• [Saved entries]
****************

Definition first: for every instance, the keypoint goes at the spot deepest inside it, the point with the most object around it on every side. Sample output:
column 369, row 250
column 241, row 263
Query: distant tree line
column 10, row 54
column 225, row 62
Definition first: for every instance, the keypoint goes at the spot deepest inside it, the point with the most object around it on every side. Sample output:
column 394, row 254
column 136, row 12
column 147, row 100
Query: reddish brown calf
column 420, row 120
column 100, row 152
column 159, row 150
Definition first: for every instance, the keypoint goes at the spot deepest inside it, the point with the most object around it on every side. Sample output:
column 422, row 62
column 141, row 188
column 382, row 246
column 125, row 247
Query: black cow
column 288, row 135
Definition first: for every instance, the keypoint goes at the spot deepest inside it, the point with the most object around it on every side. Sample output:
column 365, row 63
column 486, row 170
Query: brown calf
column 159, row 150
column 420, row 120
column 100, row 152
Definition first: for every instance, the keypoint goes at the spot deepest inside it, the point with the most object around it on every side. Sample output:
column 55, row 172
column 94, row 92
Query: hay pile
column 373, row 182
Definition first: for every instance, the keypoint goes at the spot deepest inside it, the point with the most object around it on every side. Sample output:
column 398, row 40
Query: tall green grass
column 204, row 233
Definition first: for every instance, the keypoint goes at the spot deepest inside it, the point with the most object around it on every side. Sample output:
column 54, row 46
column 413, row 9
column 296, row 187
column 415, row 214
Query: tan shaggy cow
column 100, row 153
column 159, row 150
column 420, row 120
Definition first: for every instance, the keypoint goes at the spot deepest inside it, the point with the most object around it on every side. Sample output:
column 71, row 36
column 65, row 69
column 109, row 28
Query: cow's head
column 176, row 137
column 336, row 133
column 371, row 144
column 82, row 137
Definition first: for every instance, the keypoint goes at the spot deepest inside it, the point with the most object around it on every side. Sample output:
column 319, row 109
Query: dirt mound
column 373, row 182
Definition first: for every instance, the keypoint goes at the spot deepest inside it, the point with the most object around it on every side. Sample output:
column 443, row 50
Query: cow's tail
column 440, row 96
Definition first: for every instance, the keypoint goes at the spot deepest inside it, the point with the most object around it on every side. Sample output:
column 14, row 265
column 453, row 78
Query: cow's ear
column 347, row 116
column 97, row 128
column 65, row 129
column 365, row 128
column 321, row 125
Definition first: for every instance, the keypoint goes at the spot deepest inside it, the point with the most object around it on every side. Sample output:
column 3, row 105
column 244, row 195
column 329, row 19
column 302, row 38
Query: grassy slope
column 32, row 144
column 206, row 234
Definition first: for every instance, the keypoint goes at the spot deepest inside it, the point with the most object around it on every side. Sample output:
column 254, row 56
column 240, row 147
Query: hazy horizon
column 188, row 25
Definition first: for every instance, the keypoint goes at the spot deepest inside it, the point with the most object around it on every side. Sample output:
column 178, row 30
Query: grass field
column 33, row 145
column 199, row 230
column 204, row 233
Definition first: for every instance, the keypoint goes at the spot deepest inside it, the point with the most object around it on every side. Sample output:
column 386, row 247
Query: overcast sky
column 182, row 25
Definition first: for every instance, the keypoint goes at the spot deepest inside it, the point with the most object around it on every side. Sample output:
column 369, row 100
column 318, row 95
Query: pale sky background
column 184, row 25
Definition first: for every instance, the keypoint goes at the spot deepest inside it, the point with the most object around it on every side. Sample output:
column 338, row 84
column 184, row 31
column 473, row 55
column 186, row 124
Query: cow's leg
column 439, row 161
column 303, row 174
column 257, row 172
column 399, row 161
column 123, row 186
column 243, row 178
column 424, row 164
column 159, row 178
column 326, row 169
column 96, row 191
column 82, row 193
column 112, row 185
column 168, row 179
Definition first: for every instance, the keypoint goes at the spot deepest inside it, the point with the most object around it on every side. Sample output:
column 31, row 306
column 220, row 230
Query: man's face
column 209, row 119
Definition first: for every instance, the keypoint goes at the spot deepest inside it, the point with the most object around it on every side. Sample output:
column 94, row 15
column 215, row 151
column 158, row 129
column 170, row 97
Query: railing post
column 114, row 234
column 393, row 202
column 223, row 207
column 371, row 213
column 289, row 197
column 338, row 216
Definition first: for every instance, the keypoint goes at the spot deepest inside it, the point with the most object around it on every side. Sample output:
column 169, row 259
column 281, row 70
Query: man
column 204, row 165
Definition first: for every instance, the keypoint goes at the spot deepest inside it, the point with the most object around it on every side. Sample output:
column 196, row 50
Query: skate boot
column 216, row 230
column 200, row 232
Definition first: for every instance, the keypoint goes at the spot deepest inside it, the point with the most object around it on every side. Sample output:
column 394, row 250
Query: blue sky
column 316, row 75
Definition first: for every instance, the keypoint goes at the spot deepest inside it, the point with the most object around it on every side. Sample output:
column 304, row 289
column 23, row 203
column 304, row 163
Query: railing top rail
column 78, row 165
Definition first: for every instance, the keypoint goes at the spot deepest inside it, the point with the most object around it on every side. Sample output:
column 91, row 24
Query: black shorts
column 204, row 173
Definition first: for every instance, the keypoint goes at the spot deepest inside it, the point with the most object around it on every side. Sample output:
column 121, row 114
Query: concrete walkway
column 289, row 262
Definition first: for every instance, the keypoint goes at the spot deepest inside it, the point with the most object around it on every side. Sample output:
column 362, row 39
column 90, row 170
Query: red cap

****************

• [Task details] What you return must match the entries exactly, word for word.

• [Solved problem]
Definition first: for every instance, the keypoint goes at the spot deepest inside it, the point with the most object around it on every side. Sample output:
column 369, row 250
column 241, row 263
Query: distant tree line
column 10, row 54
column 225, row 62
Definition first: for every instance, the keypoint goes at the spot deepest inside it, the point with the most object around it on every side. Sample output:
column 394, row 254
column 136, row 12
column 147, row 100
Query: reddish brown calf
column 420, row 120
column 100, row 152
column 159, row 150
Definition first: for every instance, the keypoint goes at the spot deepest inside it, the point with the most object around it on every side. Sample output:
column 422, row 62
column 141, row 188
column 382, row 246
column 125, row 247
Query: black cow
column 288, row 135
Definition first: for every instance, the keypoint goes at the spot deepest inside it, the point with the most object around it on every side. Sample output:
column 365, row 63
column 486, row 170
Query: brown calf
column 159, row 150
column 420, row 120
column 100, row 152
Definition first: for every instance, the keypoint goes at the spot deepest inside it, the point with the most object around it on every side. Sample output:
column 55, row 172
column 94, row 92
Query: hay pile
column 373, row 182
Definition first: for every instance, the keypoint goes at the spot deepest inside it, the point with the most object around it on every side. Sample output:
column 398, row 40
Query: tall green grass
column 204, row 233
Definition first: for every instance, the keypoint goes at the spot deepest inside it, the point with the most object around it on every side. Sample output:
column 54, row 46
column 413, row 9
column 296, row 187
column 415, row 214
Query: tan shaggy cow
column 100, row 153
column 159, row 150
column 420, row 120
Definition first: for every instance, the keypoint goes at the spot deepest inside it, the point with the most object around it on every side. Sample output:
column 71, row 36
column 65, row 69
column 109, row 28
Query: cow's head
column 176, row 137
column 336, row 133
column 371, row 144
column 82, row 137
Definition first: for every instance, the keypoint goes at the spot deepest inside it, the point with the most object around it on every side. Sample output:
column 319, row 109
Query: dirt mound
column 373, row 182
Definition first: for every instance, the keypoint goes at the spot deepest inside it, the point with the most object around it on every side. Sample output:
column 443, row 50
Query: cow's tail
column 440, row 96
Definition first: for every instance, the keypoint goes at the spot deepest inside it, the point with the most object around it on every side. Sample output:
column 14, row 265
column 453, row 78
Query: cow's ear
column 347, row 116
column 97, row 128
column 65, row 129
column 365, row 128
column 321, row 125
Definition first: for every instance, the keypoint goes at the spot deepest inside it, the point with the most object around it on every side. Sample output:
column 3, row 105
column 244, row 195
column 329, row 19
column 302, row 38
Query: grassy slope
column 32, row 144
column 206, row 234
Definition first: for every instance, the keypoint goes at the spot deepest inside it, the point with the most object around it on every side. Sample output:
column 254, row 56
column 240, row 147
Query: hazy horizon
column 188, row 25
Definition first: for every instance, the keypoint goes at the spot deepest inside it, the point with the most object around it on every side. Sample output:
column 178, row 30
Query: grass field
column 33, row 145
column 199, row 230
column 204, row 233
Definition first: for every instance, the keypoint goes at the spot deepest inside it, the point with the most object around it on every side. Sample output:
column 386, row 247
Query: overcast sky
column 182, row 25
Definition first: for every instance, the keypoint goes at the spot deepest inside it, the point with the most object around it on every side. Sample output:
column 369, row 100
column 318, row 95
Query: pale sky background
column 184, row 25
Definition first: for every instance, the keypoint goes at the spot deepest inside it, the point with the most object around it on every side. Sample output:
column 338, row 84
column 184, row 31
column 473, row 55
column 186, row 124
Query: cow's leg
column 439, row 161
column 303, row 174
column 257, row 172
column 399, row 161
column 123, row 186
column 243, row 178
column 424, row 164
column 159, row 178
column 326, row 169
column 96, row 191
column 82, row 193
column 112, row 185
column 168, row 179
Definition first: for every instance, the keypoint goes at the spot deepest inside it, the point with the most object around it on every side. Sample output:
column 31, row 306
column 220, row 230
Query: man's face
column 209, row 119
Definition first: for every instance, the keypoint goes at the spot deepest inside it, the point with the most object around it on every side. Sample output:
column 94, row 15
column 215, row 151
column 158, row 129
column 170, row 97
Query: railing post
column 114, row 234
column 393, row 202
column 223, row 207
column 371, row 213
column 289, row 197
column 338, row 216
Definition first: for every instance, the keypoint goes at the spot deepest inside it, the point with the most object around it on every side. Sample output:
column 169, row 259
column 281, row 70
Query: man
column 204, row 165
Definition first: for every instance, the keypoint goes at the spot deepest inside it, the point with the most object around it on every side. Sample output:
column 196, row 50
Query: skate boot
column 216, row 230
column 200, row 232
Definition first: for every instance, the keypoint goes at the spot deepest inside it, the point with the most object around it on every side. Sample output:
column 394, row 250
Query: blue sky
column 316, row 75
Definition first: for every instance, the keypoint goes at the spot deepest inside it, the point with the most object around it on every side. Sample output:
column 304, row 289
column 23, row 203
column 304, row 163
Query: railing top rail
column 78, row 165
Definition first: for every instance, the keypoint goes at the spot deepest inside it, the point with the most object around it on every side. Sample output:
column 91, row 24
Query: black shorts
column 204, row 173
Definition first: for every instance, the keypoint goes at the spot deepest inside it, the point with the most object around it on every side. Sample output:
column 121, row 114
Query: concrete walkway
column 289, row 262
Definition first: for every instance, the keypoint goes at the spot deepest inside it, the point with the most object around it on every side. Sample output:
column 362, row 39
column 90, row 170
Query: red cap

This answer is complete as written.